___ TEXT BLOCK

What is a Domain?
In simple mathematics terms, a domain is defined as the space on which all the possible inputs for the function will lie. It can also be expressed as a set of departures for the required function.
How does Domain Work?
Usually, two different sets are considered for a domain. The data is mapped from one of the sets to the other set with the help of the functions.
It should be noted that the function which is considered can be defined on the domain itself. In other words, every point of the domain satisfies the required function. That is how the domain is chosen. As a result, the domain of the definition of a function and the domain of the function coincide. This coincidence does not happen for partial functions though. This is because when a partial function is considered, its domain has at least all the elements that are present in the domain of definition. In other words, the domain acts as a superset for the partial function’s domain of definition.
If there are two sets A and B, such that the data is mapped from A to B, then it is written as:
f: A → B
Here, ‘f’ is the function that maps the elements from set A to set B.
How is Domain Defined?
When a function is considered, it can be said to consist of a domain if the function can be defined on every point of an external data set. Also, the domain, codomain, and graph are all part of the function if the function is written in the form (X,Y,G), where X is the domain, Y is the codomain and G is the graph of the function.
If a function can be simply defined in the graphical form, then the domain can or cannot be the function’s part.
For instance, if we consider the cosine curve, then the set of real numbers, R, can be said to be the domain of the function. Similarly, if we consider the square root function, then its domain will be equal to the set of all numbers that are equal or greater than zero, considering that complex numbers have been excluded in both cases.
Usually, domains can be represented on the axes as well. If the Cartesian coordinate system is being used to represent a function, which has a domain of real number subset, then the x-axis can be used to represent the domain.
What is a Natural Domain?
The natural domain of a function consists of all the values on which the function can be properly defined. Usually, such domains can be taken for real numbers in all cases. In certain situations, complex numbers and integers can be taken as well. If the square root function is considered again, its natural domain will be consisting of the non-negative real numbers. This is when a real number function has been considered.
What is the Range?

______
___ INFORMATION GIVEN

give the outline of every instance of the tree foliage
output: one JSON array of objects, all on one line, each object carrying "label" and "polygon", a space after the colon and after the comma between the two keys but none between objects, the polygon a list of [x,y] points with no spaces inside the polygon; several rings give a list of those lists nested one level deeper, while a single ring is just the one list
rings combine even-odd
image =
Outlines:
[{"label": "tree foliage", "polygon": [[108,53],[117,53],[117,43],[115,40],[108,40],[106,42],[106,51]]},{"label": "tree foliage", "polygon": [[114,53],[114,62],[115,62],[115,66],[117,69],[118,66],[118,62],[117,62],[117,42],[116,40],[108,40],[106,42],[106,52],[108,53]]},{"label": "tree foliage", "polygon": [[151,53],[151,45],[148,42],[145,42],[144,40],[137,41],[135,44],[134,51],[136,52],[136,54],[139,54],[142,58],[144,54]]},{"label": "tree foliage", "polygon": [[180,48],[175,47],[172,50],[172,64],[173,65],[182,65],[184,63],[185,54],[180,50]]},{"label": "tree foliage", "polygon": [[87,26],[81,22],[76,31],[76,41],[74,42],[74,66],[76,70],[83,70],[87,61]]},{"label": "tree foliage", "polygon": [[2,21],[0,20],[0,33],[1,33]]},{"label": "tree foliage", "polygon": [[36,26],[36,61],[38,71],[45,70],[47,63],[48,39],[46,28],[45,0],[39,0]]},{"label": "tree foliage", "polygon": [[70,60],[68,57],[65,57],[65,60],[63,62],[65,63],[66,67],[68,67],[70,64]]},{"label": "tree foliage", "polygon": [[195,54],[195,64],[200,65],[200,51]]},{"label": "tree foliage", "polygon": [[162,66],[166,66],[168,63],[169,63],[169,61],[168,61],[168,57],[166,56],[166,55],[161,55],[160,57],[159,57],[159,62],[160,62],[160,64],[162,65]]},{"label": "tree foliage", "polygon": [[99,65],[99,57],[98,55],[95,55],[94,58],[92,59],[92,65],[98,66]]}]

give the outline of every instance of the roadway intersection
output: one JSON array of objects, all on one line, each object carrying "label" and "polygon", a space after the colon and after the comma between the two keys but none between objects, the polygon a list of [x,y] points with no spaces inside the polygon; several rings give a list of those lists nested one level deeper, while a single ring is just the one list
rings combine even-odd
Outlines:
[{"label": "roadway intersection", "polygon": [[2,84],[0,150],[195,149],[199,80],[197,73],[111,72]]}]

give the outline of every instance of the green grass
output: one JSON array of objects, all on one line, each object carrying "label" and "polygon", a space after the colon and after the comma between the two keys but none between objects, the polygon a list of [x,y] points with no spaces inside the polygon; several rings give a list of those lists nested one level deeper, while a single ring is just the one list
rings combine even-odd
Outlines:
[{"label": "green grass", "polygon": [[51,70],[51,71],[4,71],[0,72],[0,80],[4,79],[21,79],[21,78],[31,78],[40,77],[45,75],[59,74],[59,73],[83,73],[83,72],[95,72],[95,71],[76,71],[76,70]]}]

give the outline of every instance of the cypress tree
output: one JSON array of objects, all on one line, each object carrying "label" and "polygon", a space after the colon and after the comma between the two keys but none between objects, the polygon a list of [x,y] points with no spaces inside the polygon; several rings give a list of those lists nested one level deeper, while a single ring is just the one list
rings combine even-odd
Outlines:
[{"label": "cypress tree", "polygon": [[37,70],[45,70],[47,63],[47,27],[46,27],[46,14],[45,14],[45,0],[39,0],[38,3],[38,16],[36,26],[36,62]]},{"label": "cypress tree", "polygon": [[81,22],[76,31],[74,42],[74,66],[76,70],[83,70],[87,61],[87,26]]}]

______

» **PARTS OF THE EXERCISE**
A) Reproduce the part of the explainer on domains starting at "How is Domain" and ending at "the function’s part.".
B) According to the explainer on domains, why do the domain of a function and its domain of definition fail to coincide for a partial function? Answer in one to three sentences.
C) Pick up the explainer on domains after its final heading, "What is the Range?", and keep writing from there.
Nothing in the rows is needed here.

» **THE RESULTS**
A)
How is Domain Defined?
When a function is considered, it can be said to consist of a domain if the function can be defined on every point of an external data set. Also, the domain, codomain, and graph are all part of the function if the function is written in the form (X,Y,G), where X is the domain, Y is the codomain and G is the graph of the function.
If a function can be simply defined in the graphical form, then the domain can or cannot be the function’s part.

B) For a partial function, the domain contains at least all the elements of the domain of definition. The domain is therefore a superset of the partial function's domain of definition rather than the same set.

C)
If natural domains are being considered, then whatever values the function can attain, the set of all such values is defined as the range.
What is Category Theory?
In domains, the data is being mapped with the help of the functions, and they are represented by arrows. These arrows are also known as morphisms. When the morphisms are considered other than the functions, then the category theory comes into place. The formulation of the ideas regarding domains with respect to the category theory is constructed in a much more abstract manner. The object from which an arrow starts in a morphism is said to be the domain of the morphism.
Where is the Domain Found?
As stated before, the domain is the set of all possible values that act as inputs to the required function. The independent variables are also possible due to all of the values that lie in the domain.
Usually, the domain can be found in two main places. If the considered function is a fraction, then the domain is usually found with the denominator, by making it unequal to zero. The domain can also be found on the square root with the positive digit lying under it.
How to Find the Function’s Domain?
The domain of a function can be found out by many methods. But before proceeding to that, it is important to note the values that are taken by the independent variables can be used as per requirements. The most common cases include not having a negative number under the square root and not having a denominator of the fraction as zero.
In usual cases, the real number set, R, is the universal domain of all functions, except when the functions come with some specific types of restrictions. They are as follows:
- If the function is a normal linear equation or a quadratic equation, then the real number set R is the domain of such functions.
- If the function is in a fractional form, then the numbers, for which the denominator is zero, are excluded from the real number set R, and this new set is the domain.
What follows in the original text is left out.